# [TASK REQUIREMENTS]
From the line with "Would you be willing to mark the person's hand" through the final line, transcribe the material below character for character; include no other lines.

# [EXTRACTED RECORDS]
:::
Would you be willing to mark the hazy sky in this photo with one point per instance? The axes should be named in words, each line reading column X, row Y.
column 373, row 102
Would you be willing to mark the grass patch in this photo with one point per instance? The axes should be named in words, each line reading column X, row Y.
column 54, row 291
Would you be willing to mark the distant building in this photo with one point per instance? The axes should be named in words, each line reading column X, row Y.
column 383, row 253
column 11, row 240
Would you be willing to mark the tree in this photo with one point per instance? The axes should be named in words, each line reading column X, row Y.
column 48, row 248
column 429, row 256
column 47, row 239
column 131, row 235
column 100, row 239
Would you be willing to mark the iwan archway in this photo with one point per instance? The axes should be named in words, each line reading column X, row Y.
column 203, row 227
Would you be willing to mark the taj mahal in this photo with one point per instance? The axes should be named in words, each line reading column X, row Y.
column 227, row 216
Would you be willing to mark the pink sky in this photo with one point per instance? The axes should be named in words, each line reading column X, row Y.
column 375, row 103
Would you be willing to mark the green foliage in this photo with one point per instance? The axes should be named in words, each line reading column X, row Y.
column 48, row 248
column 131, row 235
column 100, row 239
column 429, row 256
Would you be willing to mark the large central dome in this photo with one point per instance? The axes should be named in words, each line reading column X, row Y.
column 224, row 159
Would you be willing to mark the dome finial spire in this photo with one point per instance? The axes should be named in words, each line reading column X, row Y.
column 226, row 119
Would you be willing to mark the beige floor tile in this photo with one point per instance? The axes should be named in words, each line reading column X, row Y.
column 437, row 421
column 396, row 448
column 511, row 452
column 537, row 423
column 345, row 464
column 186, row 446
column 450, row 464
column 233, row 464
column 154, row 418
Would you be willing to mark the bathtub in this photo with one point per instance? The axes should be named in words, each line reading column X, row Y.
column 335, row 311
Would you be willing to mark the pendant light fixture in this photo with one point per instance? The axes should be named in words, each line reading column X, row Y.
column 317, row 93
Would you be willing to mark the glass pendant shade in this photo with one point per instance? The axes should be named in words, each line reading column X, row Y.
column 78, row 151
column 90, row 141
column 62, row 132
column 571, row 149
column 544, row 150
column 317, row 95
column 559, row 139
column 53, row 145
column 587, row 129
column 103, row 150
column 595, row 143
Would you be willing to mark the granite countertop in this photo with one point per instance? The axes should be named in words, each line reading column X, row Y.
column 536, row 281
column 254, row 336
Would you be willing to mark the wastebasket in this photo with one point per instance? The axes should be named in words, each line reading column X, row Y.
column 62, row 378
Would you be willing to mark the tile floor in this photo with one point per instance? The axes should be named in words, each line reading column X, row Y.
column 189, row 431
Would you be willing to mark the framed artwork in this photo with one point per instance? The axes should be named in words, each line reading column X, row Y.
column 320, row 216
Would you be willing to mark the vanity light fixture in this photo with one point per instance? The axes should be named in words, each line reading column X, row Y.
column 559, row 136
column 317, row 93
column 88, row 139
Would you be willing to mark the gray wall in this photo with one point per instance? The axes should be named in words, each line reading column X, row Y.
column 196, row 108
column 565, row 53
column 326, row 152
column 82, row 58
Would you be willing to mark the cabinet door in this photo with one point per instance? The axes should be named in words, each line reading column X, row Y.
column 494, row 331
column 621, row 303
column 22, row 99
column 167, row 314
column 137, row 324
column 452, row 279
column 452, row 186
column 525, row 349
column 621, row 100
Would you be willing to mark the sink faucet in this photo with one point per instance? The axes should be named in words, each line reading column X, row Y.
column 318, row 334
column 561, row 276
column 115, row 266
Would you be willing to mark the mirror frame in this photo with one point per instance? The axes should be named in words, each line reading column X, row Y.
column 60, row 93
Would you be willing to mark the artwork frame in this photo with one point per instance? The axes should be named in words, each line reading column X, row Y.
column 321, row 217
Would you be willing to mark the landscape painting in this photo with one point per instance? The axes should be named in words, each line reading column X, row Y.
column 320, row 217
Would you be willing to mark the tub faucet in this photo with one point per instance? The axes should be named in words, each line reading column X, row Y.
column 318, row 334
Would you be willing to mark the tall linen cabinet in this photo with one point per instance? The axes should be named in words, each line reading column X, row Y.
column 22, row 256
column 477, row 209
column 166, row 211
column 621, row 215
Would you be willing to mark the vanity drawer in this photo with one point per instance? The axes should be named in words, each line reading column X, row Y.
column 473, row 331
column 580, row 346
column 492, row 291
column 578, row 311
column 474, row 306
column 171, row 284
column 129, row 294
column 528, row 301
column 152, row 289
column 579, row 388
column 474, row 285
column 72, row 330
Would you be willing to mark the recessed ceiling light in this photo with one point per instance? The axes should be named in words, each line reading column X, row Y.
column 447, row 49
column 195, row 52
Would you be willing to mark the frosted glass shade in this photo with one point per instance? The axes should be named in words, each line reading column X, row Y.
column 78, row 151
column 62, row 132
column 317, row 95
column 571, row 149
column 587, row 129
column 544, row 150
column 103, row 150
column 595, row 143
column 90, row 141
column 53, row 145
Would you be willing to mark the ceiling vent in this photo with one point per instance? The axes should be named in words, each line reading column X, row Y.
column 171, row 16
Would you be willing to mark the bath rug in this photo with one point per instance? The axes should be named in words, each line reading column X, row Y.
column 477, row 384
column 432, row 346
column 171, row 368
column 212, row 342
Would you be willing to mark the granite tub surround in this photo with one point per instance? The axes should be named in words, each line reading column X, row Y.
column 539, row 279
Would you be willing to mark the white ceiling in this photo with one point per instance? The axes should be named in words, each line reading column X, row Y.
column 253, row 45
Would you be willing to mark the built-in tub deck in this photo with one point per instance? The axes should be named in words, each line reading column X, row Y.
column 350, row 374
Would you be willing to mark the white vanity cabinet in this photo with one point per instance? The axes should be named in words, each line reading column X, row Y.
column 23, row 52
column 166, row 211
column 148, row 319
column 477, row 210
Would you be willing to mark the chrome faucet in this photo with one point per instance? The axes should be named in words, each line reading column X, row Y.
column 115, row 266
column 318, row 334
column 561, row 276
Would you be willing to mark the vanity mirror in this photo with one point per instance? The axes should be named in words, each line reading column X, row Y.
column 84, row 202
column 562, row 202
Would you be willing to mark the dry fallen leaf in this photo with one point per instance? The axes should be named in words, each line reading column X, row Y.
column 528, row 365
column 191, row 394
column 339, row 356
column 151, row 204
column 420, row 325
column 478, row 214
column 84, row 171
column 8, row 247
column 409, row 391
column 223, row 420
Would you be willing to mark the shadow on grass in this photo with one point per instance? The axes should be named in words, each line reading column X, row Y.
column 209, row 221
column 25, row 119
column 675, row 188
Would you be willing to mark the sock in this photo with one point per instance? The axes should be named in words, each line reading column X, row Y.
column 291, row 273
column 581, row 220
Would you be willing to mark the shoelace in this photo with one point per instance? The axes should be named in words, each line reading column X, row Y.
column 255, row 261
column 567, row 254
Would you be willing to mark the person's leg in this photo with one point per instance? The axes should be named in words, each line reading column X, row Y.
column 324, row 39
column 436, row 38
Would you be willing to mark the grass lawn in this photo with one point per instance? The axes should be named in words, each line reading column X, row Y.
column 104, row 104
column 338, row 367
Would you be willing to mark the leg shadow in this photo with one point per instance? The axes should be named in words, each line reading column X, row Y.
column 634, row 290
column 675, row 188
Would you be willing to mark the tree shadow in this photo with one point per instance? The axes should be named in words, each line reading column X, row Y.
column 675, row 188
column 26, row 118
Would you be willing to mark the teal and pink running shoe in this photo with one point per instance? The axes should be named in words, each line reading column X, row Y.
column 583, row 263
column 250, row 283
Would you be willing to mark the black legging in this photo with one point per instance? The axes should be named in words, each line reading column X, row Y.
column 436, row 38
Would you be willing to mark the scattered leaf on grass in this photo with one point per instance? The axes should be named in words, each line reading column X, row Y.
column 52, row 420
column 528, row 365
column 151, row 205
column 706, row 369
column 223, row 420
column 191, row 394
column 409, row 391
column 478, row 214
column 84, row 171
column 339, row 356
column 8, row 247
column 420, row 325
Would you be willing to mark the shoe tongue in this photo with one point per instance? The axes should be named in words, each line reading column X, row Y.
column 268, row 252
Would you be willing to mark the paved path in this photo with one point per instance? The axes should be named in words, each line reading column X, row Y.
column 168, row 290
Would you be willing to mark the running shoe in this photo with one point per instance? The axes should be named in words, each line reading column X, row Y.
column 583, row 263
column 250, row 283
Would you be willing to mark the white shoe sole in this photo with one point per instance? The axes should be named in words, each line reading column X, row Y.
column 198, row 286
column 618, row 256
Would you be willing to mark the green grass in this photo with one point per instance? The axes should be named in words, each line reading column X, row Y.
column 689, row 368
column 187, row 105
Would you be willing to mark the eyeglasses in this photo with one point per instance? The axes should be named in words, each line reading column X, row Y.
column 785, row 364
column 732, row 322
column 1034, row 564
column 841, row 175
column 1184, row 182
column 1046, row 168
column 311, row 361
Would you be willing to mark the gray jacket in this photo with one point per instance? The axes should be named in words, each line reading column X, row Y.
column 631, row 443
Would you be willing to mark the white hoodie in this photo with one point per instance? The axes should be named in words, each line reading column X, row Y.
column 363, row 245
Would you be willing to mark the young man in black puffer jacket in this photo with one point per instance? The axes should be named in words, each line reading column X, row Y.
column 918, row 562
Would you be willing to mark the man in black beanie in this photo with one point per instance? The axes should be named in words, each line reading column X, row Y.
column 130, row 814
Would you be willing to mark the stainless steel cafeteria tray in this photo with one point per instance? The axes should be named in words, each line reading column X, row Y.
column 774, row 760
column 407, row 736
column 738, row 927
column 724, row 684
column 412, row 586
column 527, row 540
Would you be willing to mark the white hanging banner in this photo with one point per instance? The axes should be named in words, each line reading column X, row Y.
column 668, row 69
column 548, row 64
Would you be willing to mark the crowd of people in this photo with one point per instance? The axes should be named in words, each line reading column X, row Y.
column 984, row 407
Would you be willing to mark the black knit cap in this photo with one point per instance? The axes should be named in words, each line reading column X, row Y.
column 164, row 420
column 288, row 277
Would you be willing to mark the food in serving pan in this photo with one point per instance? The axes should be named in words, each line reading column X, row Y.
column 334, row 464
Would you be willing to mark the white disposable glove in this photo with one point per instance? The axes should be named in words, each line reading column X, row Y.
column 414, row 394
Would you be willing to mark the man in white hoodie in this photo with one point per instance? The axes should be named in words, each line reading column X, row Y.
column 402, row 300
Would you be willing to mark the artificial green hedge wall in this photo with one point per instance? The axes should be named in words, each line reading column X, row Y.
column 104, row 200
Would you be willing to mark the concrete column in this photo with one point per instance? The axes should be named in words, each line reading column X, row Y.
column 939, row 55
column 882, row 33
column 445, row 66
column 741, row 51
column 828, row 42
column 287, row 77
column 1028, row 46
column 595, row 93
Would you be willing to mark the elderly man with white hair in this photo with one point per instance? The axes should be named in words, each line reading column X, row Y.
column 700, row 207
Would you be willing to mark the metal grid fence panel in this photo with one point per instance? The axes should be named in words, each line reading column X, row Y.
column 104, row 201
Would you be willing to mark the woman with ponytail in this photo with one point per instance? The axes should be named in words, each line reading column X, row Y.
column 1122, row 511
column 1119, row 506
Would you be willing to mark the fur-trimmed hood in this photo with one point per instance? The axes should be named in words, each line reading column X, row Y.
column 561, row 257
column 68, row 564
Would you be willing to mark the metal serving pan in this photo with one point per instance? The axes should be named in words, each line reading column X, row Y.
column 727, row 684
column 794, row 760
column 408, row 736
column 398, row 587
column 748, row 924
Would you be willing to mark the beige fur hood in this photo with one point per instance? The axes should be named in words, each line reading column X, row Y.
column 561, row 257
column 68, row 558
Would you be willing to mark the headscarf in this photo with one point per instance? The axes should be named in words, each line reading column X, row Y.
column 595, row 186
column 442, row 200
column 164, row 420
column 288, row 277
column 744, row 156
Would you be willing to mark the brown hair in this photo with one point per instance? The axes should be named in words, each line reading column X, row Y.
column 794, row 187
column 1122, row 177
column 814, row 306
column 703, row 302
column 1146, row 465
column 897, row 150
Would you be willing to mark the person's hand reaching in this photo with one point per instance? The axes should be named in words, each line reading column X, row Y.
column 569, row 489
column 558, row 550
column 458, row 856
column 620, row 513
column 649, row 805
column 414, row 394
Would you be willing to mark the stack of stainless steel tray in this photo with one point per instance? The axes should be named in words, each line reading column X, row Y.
:::
# [TASK SOLUTION]
Would you be willing to mark the person's hand reaching in this photo with one point per instance? The axes should be named in words, each line reading column X, row Y.
column 569, row 489
column 558, row 550
column 458, row 856
column 620, row 513
column 649, row 805
column 414, row 394
Would you be willing to mark the stack of stainless steel tray in this photo with one point per instance? The axes should be named in words, each line reading column X, row Y.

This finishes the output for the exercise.